(Records for the exercise):

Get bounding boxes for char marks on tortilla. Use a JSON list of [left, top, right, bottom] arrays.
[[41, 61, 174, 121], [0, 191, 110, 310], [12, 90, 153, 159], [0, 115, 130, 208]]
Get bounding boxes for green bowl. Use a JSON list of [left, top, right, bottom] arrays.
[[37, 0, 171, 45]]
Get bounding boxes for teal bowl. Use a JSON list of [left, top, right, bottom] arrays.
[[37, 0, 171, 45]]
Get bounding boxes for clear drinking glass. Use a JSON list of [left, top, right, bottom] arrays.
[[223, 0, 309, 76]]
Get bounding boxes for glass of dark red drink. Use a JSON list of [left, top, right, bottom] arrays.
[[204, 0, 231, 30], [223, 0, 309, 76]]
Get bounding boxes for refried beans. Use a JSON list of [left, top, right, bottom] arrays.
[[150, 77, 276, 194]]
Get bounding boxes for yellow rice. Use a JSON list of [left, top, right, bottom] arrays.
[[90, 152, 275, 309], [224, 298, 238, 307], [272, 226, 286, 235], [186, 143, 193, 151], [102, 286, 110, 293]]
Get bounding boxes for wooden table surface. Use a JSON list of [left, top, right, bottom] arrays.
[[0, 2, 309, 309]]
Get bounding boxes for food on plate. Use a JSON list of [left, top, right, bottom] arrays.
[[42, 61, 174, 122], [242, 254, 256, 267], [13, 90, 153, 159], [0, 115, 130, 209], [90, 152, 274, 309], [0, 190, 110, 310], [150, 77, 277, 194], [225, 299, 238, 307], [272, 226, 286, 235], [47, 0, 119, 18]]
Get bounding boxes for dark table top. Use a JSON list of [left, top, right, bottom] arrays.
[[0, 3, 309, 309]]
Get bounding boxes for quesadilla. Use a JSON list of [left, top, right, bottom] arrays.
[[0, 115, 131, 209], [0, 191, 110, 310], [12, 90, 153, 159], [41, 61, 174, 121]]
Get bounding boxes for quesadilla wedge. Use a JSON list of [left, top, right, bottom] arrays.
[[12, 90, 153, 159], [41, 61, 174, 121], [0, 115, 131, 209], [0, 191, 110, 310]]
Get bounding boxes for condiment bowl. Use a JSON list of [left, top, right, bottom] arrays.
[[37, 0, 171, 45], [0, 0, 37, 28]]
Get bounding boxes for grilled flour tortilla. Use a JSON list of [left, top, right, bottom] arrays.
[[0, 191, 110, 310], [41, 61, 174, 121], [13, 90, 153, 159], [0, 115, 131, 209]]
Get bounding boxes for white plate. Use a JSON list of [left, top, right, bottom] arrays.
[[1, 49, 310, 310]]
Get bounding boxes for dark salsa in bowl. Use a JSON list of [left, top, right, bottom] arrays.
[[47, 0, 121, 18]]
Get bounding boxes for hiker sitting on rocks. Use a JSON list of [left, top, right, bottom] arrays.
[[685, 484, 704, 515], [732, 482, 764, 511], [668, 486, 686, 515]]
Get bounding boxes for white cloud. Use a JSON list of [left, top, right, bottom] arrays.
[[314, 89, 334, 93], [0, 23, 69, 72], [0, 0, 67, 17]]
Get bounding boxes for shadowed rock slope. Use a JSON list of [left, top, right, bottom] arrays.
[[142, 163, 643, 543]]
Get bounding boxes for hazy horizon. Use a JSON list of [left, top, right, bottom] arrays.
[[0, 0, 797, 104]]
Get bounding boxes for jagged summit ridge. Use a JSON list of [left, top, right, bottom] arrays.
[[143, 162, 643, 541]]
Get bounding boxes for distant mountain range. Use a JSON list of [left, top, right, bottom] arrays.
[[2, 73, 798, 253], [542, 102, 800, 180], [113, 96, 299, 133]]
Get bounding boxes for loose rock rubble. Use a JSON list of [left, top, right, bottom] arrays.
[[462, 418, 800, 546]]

(What to do):
Output the material verbatim, including every line.

(Written response):
Get bounding boxes for char marks on tortilla. Use a JSON list of [left, top, right, bottom] arrays.
[[41, 61, 174, 121], [0, 191, 110, 310], [12, 90, 153, 159], [0, 115, 130, 208]]
Get bounding boxes for green bowl. Use a JSON list of [left, top, right, bottom] arrays.
[[37, 0, 171, 45]]
Get bounding boxes for teal bowl. Use a JSON list of [left, top, right, bottom] arrays.
[[37, 0, 171, 45]]
Get bounding boxes for clear drinking glass. Use a JSON list of [left, top, right, bottom] arrays.
[[223, 0, 309, 76]]
Get bounding boxes for glass of dark red drink. Use a JSON list of [left, top, right, bottom] arrays.
[[204, 0, 231, 30], [223, 0, 309, 76]]
Get bounding boxes for refried beans. Use a JSON list of [left, top, right, bottom] arrays.
[[150, 77, 276, 194]]
Get bounding boxes for yellow rice. Use a JSON list of [left, top, right, bottom] arrays.
[[90, 152, 275, 309], [224, 298, 238, 307], [272, 226, 286, 235], [186, 143, 193, 151], [102, 286, 110, 293]]
Get bounding boxes for wooden table surface. Use a JSON list of [left, top, right, bottom] arrays.
[[0, 2, 309, 309]]
Get bounding boxes for food on plate. Use a JSON list of [left, top, right, bottom] arrays.
[[42, 61, 174, 122], [242, 254, 256, 267], [13, 90, 153, 159], [0, 115, 130, 209], [90, 152, 274, 309], [0, 190, 110, 310], [150, 77, 277, 194], [225, 299, 238, 307], [272, 226, 286, 235], [47, 0, 119, 18]]
Get bounding boxes for dark table top. Use a JSON list of [left, top, right, bottom] arrays.
[[0, 3, 309, 309]]
Get bounding boxes for quesadilla. Use a JSON list of [left, top, right, bottom] arrays.
[[0, 115, 131, 209], [0, 191, 110, 310], [12, 90, 153, 159], [41, 61, 174, 121]]
Get bounding boxes for quesadilla wedge. Use a JSON list of [left, top, right, bottom] arrays.
[[12, 90, 153, 159], [41, 61, 174, 121], [0, 115, 131, 209], [0, 191, 110, 310]]
Get bounding boxes for condiment bowl. Use a JSON list of [left, top, right, bottom] arrays.
[[37, 0, 171, 45], [0, 0, 37, 28]]
Get bounding boxes for grilled flour tortilla. Use a JSON list of [left, top, right, bottom] arrays.
[[0, 191, 110, 310], [41, 61, 174, 121], [13, 90, 153, 159], [0, 115, 131, 209]]
Get bounding boxes for white plate. Use a JSON list of [left, top, right, bottom] arrays.
[[1, 49, 310, 310]]
Get bounding boxes for dark salsa in bowl. Use a JSON list of [left, top, right, bottom] arrays.
[[47, 0, 121, 18]]
Get bounding boxes for hiker sitting on rocks. Use a JSON list of [left, top, right, bottom] arrays.
[[685, 484, 704, 515], [732, 482, 764, 511], [668, 486, 686, 515]]
Get bounding boxes for white cloud. Use a JSON list of [left, top, right, bottom] arrays.
[[314, 89, 334, 93], [0, 23, 69, 72], [0, 0, 67, 17]]
Get bounding boxes for shadowed rock slope. Use a JSON list of [left, top, right, bottom] arrays.
[[142, 163, 643, 543]]
Get bounding boxes for hazy horizon. Use a JSON list of [left, top, right, bottom] arrays.
[[0, 0, 797, 104]]
Get bounding boxes for jagged summit ridge. Use a JSON list of [left, top, right, bottom] arrays.
[[143, 162, 643, 541]]
Get bounding boxes for distant mountain range. Use a JSON list of [left, top, right, bottom] arrays.
[[2, 73, 798, 253], [542, 102, 800, 180], [113, 96, 299, 133]]
Get bounding boxes for loose rock rubble. Use a JSON list of [left, top, right, bottom] arrays.
[[462, 418, 800, 546]]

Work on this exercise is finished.